▸ **WHAT IS EXPECTED**
Please copy the stretch of the records from the line that contains "272L137 270L120 264L105" through the line that contains "positive clicks: (133, 268)", reproducing both of those lines and everything between them without any change.

▸ **DATA RECORDS**

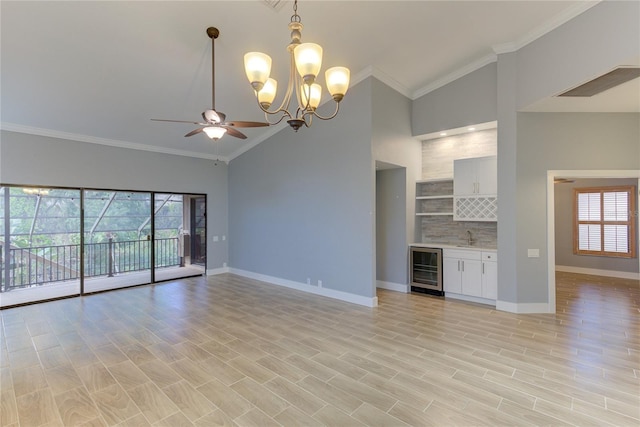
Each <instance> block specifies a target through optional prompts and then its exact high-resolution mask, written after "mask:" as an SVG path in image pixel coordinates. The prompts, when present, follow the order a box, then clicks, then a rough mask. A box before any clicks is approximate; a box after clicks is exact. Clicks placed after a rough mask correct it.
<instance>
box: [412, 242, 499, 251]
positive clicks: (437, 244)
mask: <svg viewBox="0 0 640 427" xmlns="http://www.w3.org/2000/svg"><path fill="white" fill-rule="evenodd" d="M409 246H415V247H418V248H440V249H470V250H475V251H484V252H497V251H498V249H497V248H495V247H489V246H482V245H475V244H474V245H471V246H469V245H453V244H451V243H438V242H422V243H411V244H410V245H409Z"/></svg>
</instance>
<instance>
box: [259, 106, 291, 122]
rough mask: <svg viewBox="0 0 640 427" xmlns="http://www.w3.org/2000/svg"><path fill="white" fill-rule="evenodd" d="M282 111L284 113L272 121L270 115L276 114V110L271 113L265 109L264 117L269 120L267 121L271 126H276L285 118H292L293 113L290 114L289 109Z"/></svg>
mask: <svg viewBox="0 0 640 427" xmlns="http://www.w3.org/2000/svg"><path fill="white" fill-rule="evenodd" d="M261 108H262V107H261ZM263 111H264V109H263ZM282 113H283V114H282V115H281V116H280V118H279V119H278V121H276V122H272V121H271V120H269V116H271V115H274V114H276V112H272V113H269V112H266V111H265V113H264V118H265V120H266V121H267V123H269V126H275V125H277V124H278V123H280V122H281V121H283V120H284V119H285V118H287V117H289V118H291V114H289V112H288V111H286V110H284V111H282Z"/></svg>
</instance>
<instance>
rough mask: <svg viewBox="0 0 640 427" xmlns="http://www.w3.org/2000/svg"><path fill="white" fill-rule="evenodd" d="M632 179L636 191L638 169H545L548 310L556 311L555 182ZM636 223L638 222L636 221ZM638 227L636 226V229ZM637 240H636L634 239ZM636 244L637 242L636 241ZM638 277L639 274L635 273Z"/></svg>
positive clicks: (634, 213) (639, 265) (638, 276)
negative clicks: (546, 177) (633, 182)
mask: <svg viewBox="0 0 640 427" xmlns="http://www.w3.org/2000/svg"><path fill="white" fill-rule="evenodd" d="M624 178H626V179H632V180H635V181H636V191H639V189H640V170H550V171H547V254H548V258H547V266H548V272H547V283H548V300H549V312H550V313H555V312H556V264H557V263H556V259H557V254H556V246H557V242H556V227H557V226H559V224H556V219H555V218H556V188H555V187H556V185H562V184H556V182H558V181H560V180H567V181H571V180H578V179H624ZM632 215H633V216H635V220H636V221H639V218H638V216H639V215H638V212H637V211H636V212H633V213H632ZM636 225H638V222H636ZM637 229H638V227H637V226H636V230H637ZM636 242H637V240H636ZM636 244H637V243H636ZM636 262H638V271H640V256H639V257H637V259H636ZM636 276H637V277H638V278H639V279H640V274H639V273H636Z"/></svg>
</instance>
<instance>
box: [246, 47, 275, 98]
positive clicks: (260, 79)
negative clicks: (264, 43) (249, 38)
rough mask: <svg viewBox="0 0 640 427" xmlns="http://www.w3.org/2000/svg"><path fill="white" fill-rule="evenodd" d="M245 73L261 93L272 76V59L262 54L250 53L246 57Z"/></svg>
mask: <svg viewBox="0 0 640 427" xmlns="http://www.w3.org/2000/svg"><path fill="white" fill-rule="evenodd" d="M244 71H245V73H246V74H247V79H249V83H251V86H253V88H254V89H255V90H256V92H260V90H261V89H262V86H264V84H265V82H266V81H267V79H268V78H269V74H271V57H270V56H269V55H267V54H264V53H262V52H249V53H246V54H245V55H244Z"/></svg>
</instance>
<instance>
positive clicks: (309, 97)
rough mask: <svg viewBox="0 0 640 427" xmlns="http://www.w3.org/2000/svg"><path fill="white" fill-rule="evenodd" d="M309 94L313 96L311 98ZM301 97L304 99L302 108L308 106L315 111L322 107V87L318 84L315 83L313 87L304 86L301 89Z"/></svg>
mask: <svg viewBox="0 0 640 427" xmlns="http://www.w3.org/2000/svg"><path fill="white" fill-rule="evenodd" d="M309 93H310V94H311V96H310V97H309V96H308V95H309ZM300 96H301V97H302V107H306V106H307V104H308V105H309V107H310V108H311V109H313V110H315V109H316V108H318V105H320V99H321V98H322V86H320V85H319V84H318V83H314V84H312V85H311V86H309V85H306V84H303V85H302V86H301V87H300ZM307 100H308V101H307Z"/></svg>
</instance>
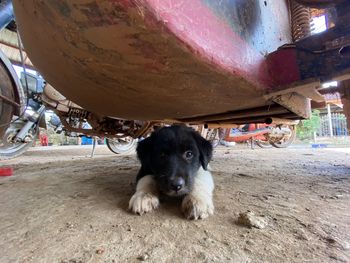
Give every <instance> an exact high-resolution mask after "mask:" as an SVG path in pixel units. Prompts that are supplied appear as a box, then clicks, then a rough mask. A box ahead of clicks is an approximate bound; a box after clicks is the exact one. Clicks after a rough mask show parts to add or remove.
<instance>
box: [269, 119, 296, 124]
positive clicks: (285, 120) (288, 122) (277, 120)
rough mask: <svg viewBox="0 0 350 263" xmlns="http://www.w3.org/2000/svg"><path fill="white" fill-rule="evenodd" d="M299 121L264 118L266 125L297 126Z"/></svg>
mask: <svg viewBox="0 0 350 263" xmlns="http://www.w3.org/2000/svg"><path fill="white" fill-rule="evenodd" d="M299 122H300V121H299V120H289V119H280V118H266V120H265V123H266V124H269V125H270V124H272V125H273V124H274V125H283V124H284V125H297V124H298V123H299Z"/></svg>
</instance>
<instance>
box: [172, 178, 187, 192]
mask: <svg viewBox="0 0 350 263" xmlns="http://www.w3.org/2000/svg"><path fill="white" fill-rule="evenodd" d="M184 184H185V180H184V179H183V178H181V177H178V178H175V179H174V180H173V181H172V182H171V185H170V187H171V190H174V191H176V192H177V191H180V190H181V188H182V187H183V186H184Z"/></svg>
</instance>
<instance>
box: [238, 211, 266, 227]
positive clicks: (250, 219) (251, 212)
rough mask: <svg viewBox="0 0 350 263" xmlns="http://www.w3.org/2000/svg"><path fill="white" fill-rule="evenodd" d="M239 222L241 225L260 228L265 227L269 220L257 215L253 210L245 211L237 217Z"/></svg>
mask: <svg viewBox="0 0 350 263" xmlns="http://www.w3.org/2000/svg"><path fill="white" fill-rule="evenodd" d="M237 223H238V224H239V225H243V226H247V227H250V228H251V227H255V228H258V229H263V228H265V227H266V226H267V224H268V223H267V221H266V219H265V218H263V217H261V216H256V215H255V214H254V213H253V212H251V211H248V212H245V213H240V214H239V217H238V219H237Z"/></svg>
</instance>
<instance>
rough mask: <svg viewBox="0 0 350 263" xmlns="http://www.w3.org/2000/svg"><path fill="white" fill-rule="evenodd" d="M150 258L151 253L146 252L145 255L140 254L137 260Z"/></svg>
mask: <svg viewBox="0 0 350 263" xmlns="http://www.w3.org/2000/svg"><path fill="white" fill-rule="evenodd" d="M148 258H149V255H148V254H144V255H141V256H138V257H137V260H140V261H145V260H147V259H148Z"/></svg>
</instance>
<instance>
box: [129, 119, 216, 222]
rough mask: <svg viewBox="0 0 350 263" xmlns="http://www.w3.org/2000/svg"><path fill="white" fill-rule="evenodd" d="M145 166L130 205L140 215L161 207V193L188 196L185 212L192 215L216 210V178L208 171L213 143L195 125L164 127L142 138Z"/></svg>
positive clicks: (185, 212) (139, 158) (136, 213)
mask: <svg viewBox="0 0 350 263" xmlns="http://www.w3.org/2000/svg"><path fill="white" fill-rule="evenodd" d="M136 151H137V156H138V158H139V160H140V161H141V169H140V171H139V173H138V175H137V186H136V192H135V194H134V195H133V196H132V197H131V199H130V202H129V209H130V210H131V211H132V212H134V213H136V214H139V215H142V214H144V213H147V212H151V211H152V210H154V209H156V208H158V206H159V195H160V194H161V193H163V194H166V195H169V196H184V199H183V201H182V212H183V213H184V215H185V217H186V218H188V219H203V218H206V217H208V216H209V215H211V214H213V212H214V205H213V200H212V198H213V190H214V182H213V178H212V176H211V173H210V172H209V171H208V163H209V161H210V160H211V158H212V153H213V147H212V145H211V143H210V142H209V141H207V140H205V139H204V138H203V137H202V136H200V134H199V133H197V132H196V131H194V130H193V129H192V128H189V127H186V126H183V125H175V126H171V127H164V128H161V129H159V130H157V131H155V132H153V133H152V134H151V136H150V137H148V138H146V139H144V140H142V141H141V142H139V144H138V146H137V149H136Z"/></svg>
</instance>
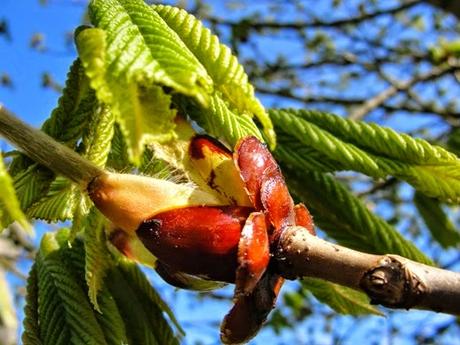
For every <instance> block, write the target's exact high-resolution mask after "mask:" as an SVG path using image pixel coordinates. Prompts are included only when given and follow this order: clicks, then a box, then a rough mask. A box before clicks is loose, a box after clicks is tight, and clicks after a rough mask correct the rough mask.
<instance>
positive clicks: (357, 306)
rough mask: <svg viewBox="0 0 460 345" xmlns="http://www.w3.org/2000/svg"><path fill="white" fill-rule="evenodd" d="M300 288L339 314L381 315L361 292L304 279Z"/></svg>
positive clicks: (314, 279)
mask: <svg viewBox="0 0 460 345" xmlns="http://www.w3.org/2000/svg"><path fill="white" fill-rule="evenodd" d="M302 286H303V287H304V288H306V289H308V290H309V291H310V292H311V293H312V294H313V296H315V297H316V298H317V299H318V300H319V301H320V302H322V303H325V304H327V305H329V306H330V307H331V308H332V309H334V310H335V311H336V312H338V313H340V314H348V315H355V316H357V315H368V314H374V315H383V314H382V313H381V312H380V311H379V310H378V309H377V308H375V307H374V306H372V305H370V304H369V298H368V297H367V296H366V295H365V294H364V293H362V292H359V291H356V290H353V289H350V288H348V287H345V286H341V285H338V284H333V283H330V282H327V281H324V280H322V279H318V278H305V279H303V280H302Z"/></svg>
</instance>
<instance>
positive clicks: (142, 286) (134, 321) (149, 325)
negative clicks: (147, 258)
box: [106, 263, 180, 345]
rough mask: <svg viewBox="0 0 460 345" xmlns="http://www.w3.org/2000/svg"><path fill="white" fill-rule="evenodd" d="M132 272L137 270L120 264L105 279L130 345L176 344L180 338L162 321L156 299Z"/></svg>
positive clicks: (133, 268) (170, 328) (168, 324)
mask: <svg viewBox="0 0 460 345" xmlns="http://www.w3.org/2000/svg"><path fill="white" fill-rule="evenodd" d="M130 266H131V267H130ZM133 270H138V268H136V267H135V266H134V264H132V263H121V266H120V269H116V270H112V271H110V272H109V274H108V276H107V279H106V282H107V286H108V289H109V291H110V293H111V294H112V296H113V297H114V299H115V302H116V303H117V306H118V308H119V310H120V314H121V316H122V318H123V320H125V323H126V330H127V335H128V338H129V339H130V344H158V345H163V344H164V345H169V344H171V345H178V344H179V339H180V337H178V336H176V335H175V333H174V331H173V329H172V328H171V326H170V325H169V323H168V321H167V320H166V319H165V318H164V316H163V315H164V314H163V310H162V308H161V306H160V305H158V301H156V298H153V299H152V295H151V294H150V293H148V291H147V290H145V289H144V286H143V285H139V283H140V282H139V280H136V278H135V276H134V277H133V272H134V271H133ZM139 274H141V275H142V276H143V274H142V273H140V272H139ZM144 280H145V278H144ZM148 287H149V289H152V287H151V286H149V285H148Z"/></svg>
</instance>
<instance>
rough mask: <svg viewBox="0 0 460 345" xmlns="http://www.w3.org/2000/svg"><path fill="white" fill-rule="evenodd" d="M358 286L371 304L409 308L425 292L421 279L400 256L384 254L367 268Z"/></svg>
mask: <svg viewBox="0 0 460 345" xmlns="http://www.w3.org/2000/svg"><path fill="white" fill-rule="evenodd" d="M360 287H361V288H362V289H363V290H364V291H365V292H366V293H367V294H368V295H369V297H370V298H371V304H381V305H383V306H385V307H390V308H404V309H410V308H412V307H414V306H416V305H417V304H418V303H419V302H420V300H421V299H422V298H423V296H424V295H425V294H426V293H427V287H426V285H425V284H424V283H423V281H422V280H421V279H420V278H419V277H418V276H417V275H416V274H415V273H414V272H412V271H411V269H410V267H409V266H408V265H406V264H405V263H404V260H403V259H402V258H399V257H398V256H394V255H386V256H384V257H383V258H382V259H381V260H379V261H378V262H377V265H376V266H375V267H372V268H371V269H369V270H368V271H367V272H366V273H365V274H364V276H363V278H362V279H361V281H360Z"/></svg>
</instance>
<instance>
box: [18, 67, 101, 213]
mask: <svg viewBox="0 0 460 345" xmlns="http://www.w3.org/2000/svg"><path fill="white" fill-rule="evenodd" d="M97 107H98V104H97V99H96V96H95V93H94V91H92V90H91V89H90V87H89V81H88V79H87V78H86V76H85V74H84V73H83V68H82V67H81V64H80V60H78V59H77V60H75V61H74V63H73V64H72V66H71V67H70V70H69V72H68V74H67V81H66V85H65V87H64V90H63V93H62V96H61V97H60V98H59V101H58V106H57V107H56V108H55V109H54V110H53V112H52V113H51V116H50V118H49V119H48V120H46V121H45V123H44V124H43V126H42V130H43V131H44V132H45V133H47V134H49V135H50V136H52V137H53V138H55V139H56V140H58V141H60V142H63V143H64V144H66V145H67V146H69V147H71V148H73V149H76V145H77V144H78V142H79V140H80V139H81V138H82V135H83V132H84V131H85V128H86V127H87V126H88V123H89V122H90V118H91V116H92V114H93V113H94V111H95V109H97ZM63 129H65V130H63ZM10 171H11V173H12V176H13V178H14V187H15V189H16V192H17V195H18V199H19V200H20V203H21V207H22V209H24V210H27V209H28V208H29V207H30V206H31V205H32V204H34V203H35V202H37V201H38V200H40V199H42V198H43V197H45V195H46V194H47V192H48V190H49V187H50V185H51V182H52V181H53V180H54V177H55V176H54V174H53V173H52V172H51V171H50V170H48V169H46V168H44V167H42V166H40V165H38V164H34V163H33V161H31V160H30V159H28V158H27V157H26V156H24V155H23V154H19V155H18V156H17V157H16V158H15V159H14V160H13V162H12V164H11V167H10ZM54 218H59V217H58V216H54Z"/></svg>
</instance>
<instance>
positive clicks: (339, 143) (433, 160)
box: [270, 110, 460, 202]
mask: <svg viewBox="0 0 460 345" xmlns="http://www.w3.org/2000/svg"><path fill="white" fill-rule="evenodd" d="M270 116H271V117H272V119H273V121H274V122H275V125H276V126H277V129H279V130H280V131H281V132H283V133H285V134H286V135H291V136H293V137H294V138H296V139H297V140H298V141H299V142H300V143H301V144H303V145H305V146H307V147H311V148H313V149H314V150H317V151H319V152H320V153H321V154H322V155H324V156H325V157H327V159H328V161H329V162H334V161H335V162H337V166H336V169H337V170H355V171H359V172H362V173H364V174H367V175H369V176H372V177H386V176H388V175H393V176H396V177H398V178H401V179H403V180H405V181H407V182H408V183H410V184H412V185H413V186H414V187H415V188H416V189H417V190H419V191H421V192H423V193H424V194H426V195H428V196H431V197H435V198H438V199H440V200H444V201H448V202H458V201H460V173H459V171H460V159H458V157H457V156H455V155H454V154H452V153H450V152H448V151H447V150H444V149H443V148H441V147H438V146H434V145H431V144H429V143H428V142H426V141H424V140H422V139H413V138H411V137H410V136H408V135H405V134H399V133H396V132H395V131H393V130H392V129H390V128H384V127H381V126H378V125H375V124H367V123H364V122H355V121H351V120H347V119H344V118H341V117H339V116H335V115H332V114H327V113H321V112H317V111H302V110H299V111H295V110H273V111H271V112H270ZM288 151H289V144H288V145H287V147H286V148H285V152H288ZM284 158H285V159H286V158H287V157H286V156H285V157H284ZM291 161H292V159H291Z"/></svg>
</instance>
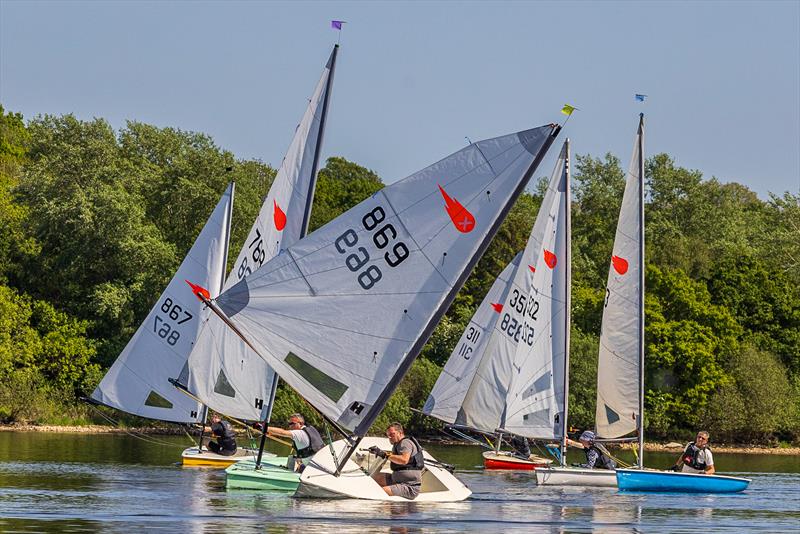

▸ **RESULT FOR THIS TASK**
rough mask: <svg viewBox="0 0 460 345" xmlns="http://www.w3.org/2000/svg"><path fill="white" fill-rule="evenodd" d="M132 272L137 270L120 264L105 279L130 345L176 344L180 338L162 321L156 299Z"/></svg>
positive clicks: (133, 268) (170, 328) (168, 324)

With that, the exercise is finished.